#### Teks Bacaan
Belum ada political will yang kuat untuk menyediakan air minum bersih dan fasilitas sanitasi yang layak untuk masyarakat.
Jakarta (ANTARA News) - Akses air bersih dan sanitasi di Indonesia masih rendah sehingga masih membutuhkan investasi supaya semua masyarakat dapat mengaksesnya pada 2019.
Anggota Komisi Ilmu Kedokteran Akademi Ilmu Pengetahuan Indonesia Dr Tjahjono Gondhowiardjo, di Jakarta, Senin, mengatakan baru 67,7 persen warga yang bisa mengkonsumsi air minum bersih. Apabila kondisi tersebut ingin dituntaskan pada 2019 maka dibutuhkan investasi Rp275 triliun pada 2015 hingga 2019.
Sementara itu, butuh investasi Rp273,7 triliun pada 2015--2019 untuk memenuhi akses sanitasi yang saat ini baru dirasakan sekitar 120 juta jiwa atau 40,3 persen warga Indonesia.
Berdasarkan data Perserikatan Bangsa-Bangsa pada tahun 2013, akses air bersih dan sanitasi yang layak di Indonesia hanya bisa dinikmati oleh 55 persen penduduk. Indonesia berada di posisi ke-8 dibandingkan dengan negara ASEAN ditambah Tiongkok dan India, juga di bawah Laos yang bisa menyediakan fasilitas sanitasi untuk 62 persen warganya.
########
#### Baris Data
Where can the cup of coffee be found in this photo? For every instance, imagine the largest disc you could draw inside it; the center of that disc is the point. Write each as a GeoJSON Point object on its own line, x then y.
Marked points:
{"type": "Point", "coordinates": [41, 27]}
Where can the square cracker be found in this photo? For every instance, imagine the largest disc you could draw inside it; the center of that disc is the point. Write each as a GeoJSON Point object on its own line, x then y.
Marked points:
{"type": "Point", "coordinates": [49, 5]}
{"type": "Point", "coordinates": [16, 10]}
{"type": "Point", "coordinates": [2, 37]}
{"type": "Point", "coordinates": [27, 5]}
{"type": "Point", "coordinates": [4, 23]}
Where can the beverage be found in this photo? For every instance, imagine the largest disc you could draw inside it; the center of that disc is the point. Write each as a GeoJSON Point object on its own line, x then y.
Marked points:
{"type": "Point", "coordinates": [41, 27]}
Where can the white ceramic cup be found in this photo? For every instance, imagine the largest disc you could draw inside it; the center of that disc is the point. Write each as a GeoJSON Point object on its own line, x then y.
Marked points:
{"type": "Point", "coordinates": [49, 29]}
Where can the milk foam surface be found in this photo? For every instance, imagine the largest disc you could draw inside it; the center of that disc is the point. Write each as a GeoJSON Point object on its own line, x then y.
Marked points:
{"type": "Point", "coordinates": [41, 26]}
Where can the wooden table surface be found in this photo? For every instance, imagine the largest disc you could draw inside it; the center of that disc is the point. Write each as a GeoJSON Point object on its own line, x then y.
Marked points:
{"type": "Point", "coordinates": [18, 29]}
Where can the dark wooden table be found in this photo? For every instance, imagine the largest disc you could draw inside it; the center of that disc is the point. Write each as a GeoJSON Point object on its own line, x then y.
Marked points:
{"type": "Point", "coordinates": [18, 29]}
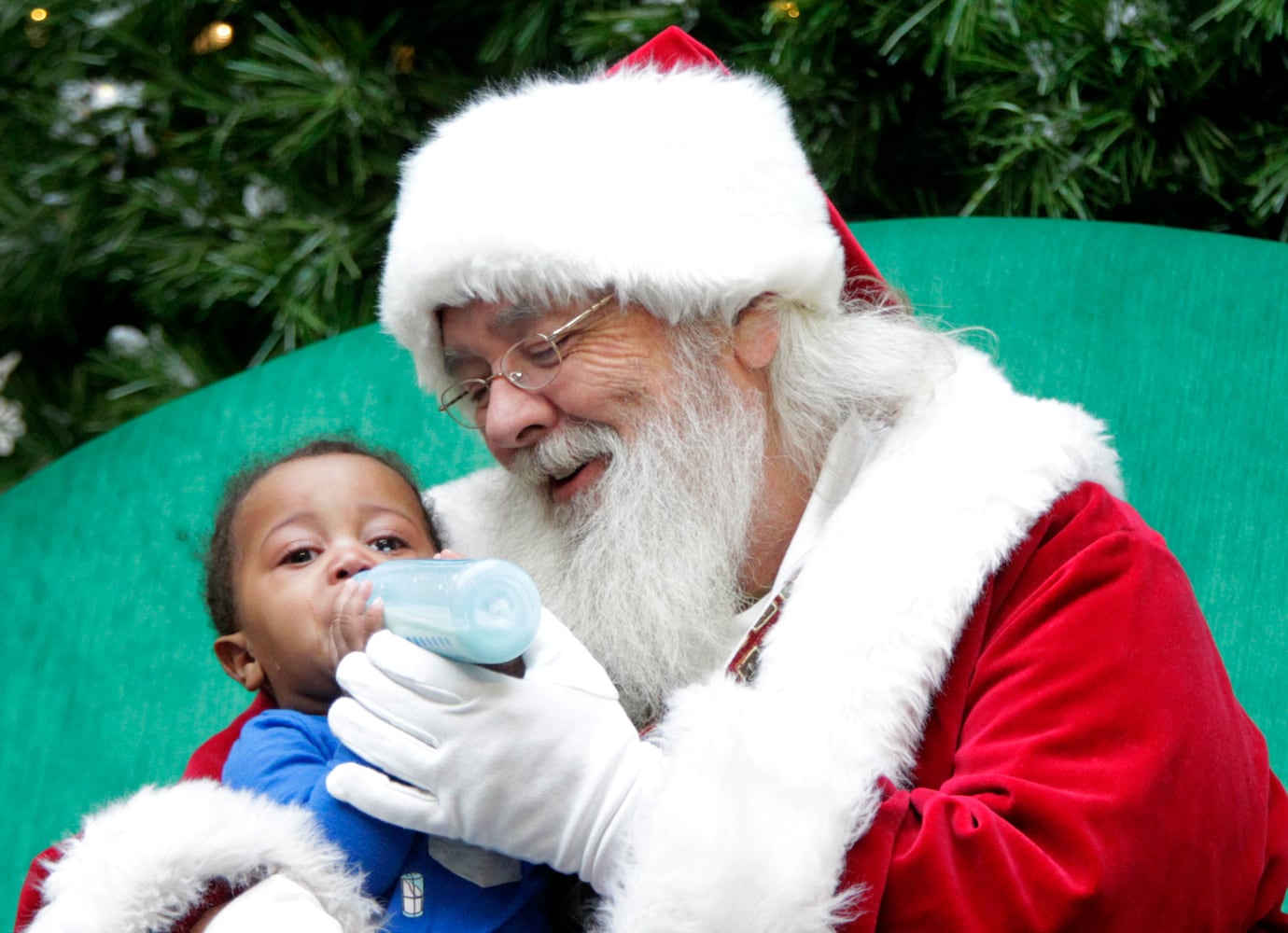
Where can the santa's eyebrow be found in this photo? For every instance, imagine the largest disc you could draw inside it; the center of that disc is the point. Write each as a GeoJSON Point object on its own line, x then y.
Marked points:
{"type": "Point", "coordinates": [509, 318]}
{"type": "Point", "coordinates": [514, 321]}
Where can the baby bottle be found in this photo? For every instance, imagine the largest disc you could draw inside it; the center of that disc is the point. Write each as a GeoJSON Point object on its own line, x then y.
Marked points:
{"type": "Point", "coordinates": [478, 611]}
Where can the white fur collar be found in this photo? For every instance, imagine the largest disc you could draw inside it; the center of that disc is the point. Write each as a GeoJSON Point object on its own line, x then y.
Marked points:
{"type": "Point", "coordinates": [142, 864]}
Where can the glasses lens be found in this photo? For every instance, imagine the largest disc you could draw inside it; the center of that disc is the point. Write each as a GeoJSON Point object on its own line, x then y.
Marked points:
{"type": "Point", "coordinates": [531, 363]}
{"type": "Point", "coordinates": [463, 400]}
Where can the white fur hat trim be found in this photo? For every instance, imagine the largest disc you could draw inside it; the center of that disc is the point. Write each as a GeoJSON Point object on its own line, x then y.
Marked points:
{"type": "Point", "coordinates": [684, 190]}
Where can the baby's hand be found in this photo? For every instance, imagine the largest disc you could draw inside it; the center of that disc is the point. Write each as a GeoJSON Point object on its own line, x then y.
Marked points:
{"type": "Point", "coordinates": [353, 620]}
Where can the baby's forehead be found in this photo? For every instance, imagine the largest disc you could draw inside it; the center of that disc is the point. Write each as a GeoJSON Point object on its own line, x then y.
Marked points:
{"type": "Point", "coordinates": [329, 481]}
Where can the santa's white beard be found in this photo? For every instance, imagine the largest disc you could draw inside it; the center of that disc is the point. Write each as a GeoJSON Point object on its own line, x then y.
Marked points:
{"type": "Point", "coordinates": [644, 566]}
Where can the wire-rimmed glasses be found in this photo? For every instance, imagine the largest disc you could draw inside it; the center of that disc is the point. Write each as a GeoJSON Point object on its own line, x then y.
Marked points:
{"type": "Point", "coordinates": [531, 365]}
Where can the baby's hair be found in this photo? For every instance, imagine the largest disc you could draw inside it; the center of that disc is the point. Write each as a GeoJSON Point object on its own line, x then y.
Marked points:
{"type": "Point", "coordinates": [222, 551]}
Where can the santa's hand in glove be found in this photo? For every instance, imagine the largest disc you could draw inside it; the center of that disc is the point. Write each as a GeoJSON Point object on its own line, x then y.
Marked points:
{"type": "Point", "coordinates": [546, 769]}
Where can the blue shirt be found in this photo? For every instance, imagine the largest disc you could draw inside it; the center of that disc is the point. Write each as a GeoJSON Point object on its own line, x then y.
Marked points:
{"type": "Point", "coordinates": [287, 756]}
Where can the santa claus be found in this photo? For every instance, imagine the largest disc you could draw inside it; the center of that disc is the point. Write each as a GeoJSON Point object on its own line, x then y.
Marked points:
{"type": "Point", "coordinates": [885, 648]}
########
• **Petunjuk Kerja**
a: Menurut bacaan tentang akses air bersih dan sanitasi, berapa persen warga Laos yang mendapat fasilitas sanitasi?
b: Teruskan bacaan tentang akses air bersih dan sanitasi mulai dari kalimat terakhirnya.

• **Jawaban per Tugas**
a: 62 persen.

b:
"Belum ada political will yang kuat untuk menyediakan air minum bersih dan fasilitas sanitasi yang layak untuk masyarakat," ujar dia.
Ia mengatakan dukungan politik akan menentukan besaran dana yang bisa diinvestasikan untuk menyediakan air minum bersih dan sanitasi yang menjadi kunci meningkatkan kesehatan masyarakat.
(Baca juga: Peneliti bahas solusi krisis air di Yogyakarta).
Menurut Organisasi Kesehatan Dunia (WHO), menginvestasikan dana senilai US$ 1 untuk menyediakan air minum bersih dan fasilitas sanitasi justru bisa menekan biaya kesehatan hingga US$ 4.
Ia berpendapat penyediaan fasilitas dasar ini merupakan salah satu pekerjaan rumah pemerintahan baru karena akses terhadap air minum bersih sudah dicanangkan sebagai hak asasi manusia dalam Resolusi Perserikatan Bangsa-Bangsa pada 2010.
(Baca juga: LIPI-UNESCO kaji ekohidrologi atasi krisis air global).
Rendahnya akses terhadap air minum bersih dan fasilitas sanitasi akan mempengaruhi tingkat kesehatan dan perkembangan intelektual.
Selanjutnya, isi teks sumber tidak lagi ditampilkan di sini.